* [SHORT PROBLEM]:
Copy the listing below line for line, without changing a single character.

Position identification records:
------------------------------------------------

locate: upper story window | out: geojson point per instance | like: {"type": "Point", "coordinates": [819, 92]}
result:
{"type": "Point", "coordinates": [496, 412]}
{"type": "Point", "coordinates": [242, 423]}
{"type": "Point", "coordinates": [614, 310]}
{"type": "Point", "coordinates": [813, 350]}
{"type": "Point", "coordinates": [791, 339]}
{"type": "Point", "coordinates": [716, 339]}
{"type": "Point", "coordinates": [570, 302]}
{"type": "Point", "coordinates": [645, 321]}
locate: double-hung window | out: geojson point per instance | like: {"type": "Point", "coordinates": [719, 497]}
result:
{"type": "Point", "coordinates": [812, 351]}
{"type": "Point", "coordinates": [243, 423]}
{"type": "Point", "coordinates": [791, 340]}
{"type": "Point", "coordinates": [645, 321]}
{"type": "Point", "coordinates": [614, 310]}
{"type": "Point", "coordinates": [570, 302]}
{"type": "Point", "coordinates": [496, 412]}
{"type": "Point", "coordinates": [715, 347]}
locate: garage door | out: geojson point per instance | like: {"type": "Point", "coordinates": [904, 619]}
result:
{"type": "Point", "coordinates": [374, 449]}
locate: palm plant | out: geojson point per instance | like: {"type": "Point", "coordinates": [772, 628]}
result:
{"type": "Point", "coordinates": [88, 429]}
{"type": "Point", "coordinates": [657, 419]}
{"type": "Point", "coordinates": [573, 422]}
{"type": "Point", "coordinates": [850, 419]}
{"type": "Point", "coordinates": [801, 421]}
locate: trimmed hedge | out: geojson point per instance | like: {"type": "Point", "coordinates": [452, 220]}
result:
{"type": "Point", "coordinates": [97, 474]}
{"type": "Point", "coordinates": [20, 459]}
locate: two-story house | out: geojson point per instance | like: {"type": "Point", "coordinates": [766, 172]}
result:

------------------------------------------------

* [WRITTEN RESPONSE]:
locate: upper story window | out: geojson point per instance | like: {"type": "Point", "coordinates": [819, 92]}
result:
{"type": "Point", "coordinates": [496, 412]}
{"type": "Point", "coordinates": [242, 423]}
{"type": "Point", "coordinates": [614, 310]}
{"type": "Point", "coordinates": [813, 350]}
{"type": "Point", "coordinates": [791, 339]}
{"type": "Point", "coordinates": [716, 339]}
{"type": "Point", "coordinates": [570, 302]}
{"type": "Point", "coordinates": [645, 321]}
locate: double-hung window | out: geojson point per instance | like: {"type": "Point", "coordinates": [719, 497]}
result:
{"type": "Point", "coordinates": [812, 351]}
{"type": "Point", "coordinates": [243, 423]}
{"type": "Point", "coordinates": [791, 340]}
{"type": "Point", "coordinates": [645, 321]}
{"type": "Point", "coordinates": [614, 310]}
{"type": "Point", "coordinates": [570, 302]}
{"type": "Point", "coordinates": [496, 412]}
{"type": "Point", "coordinates": [715, 347]}
locate: garage door | out: geojson point per instance | like: {"type": "Point", "coordinates": [904, 619]}
result:
{"type": "Point", "coordinates": [374, 449]}
locate: palm plant | out: geojson point per instance | like: {"type": "Point", "coordinates": [772, 628]}
result:
{"type": "Point", "coordinates": [88, 429]}
{"type": "Point", "coordinates": [657, 419]}
{"type": "Point", "coordinates": [573, 422]}
{"type": "Point", "coordinates": [850, 419]}
{"type": "Point", "coordinates": [801, 421]}
locate: trimmed hedge | out: geojson point per instance | like: {"type": "Point", "coordinates": [452, 220]}
result:
{"type": "Point", "coordinates": [97, 474]}
{"type": "Point", "coordinates": [20, 459]}
locate: two-story house | out: geojson point per instance | like: {"type": "Point", "coordinates": [766, 172]}
result:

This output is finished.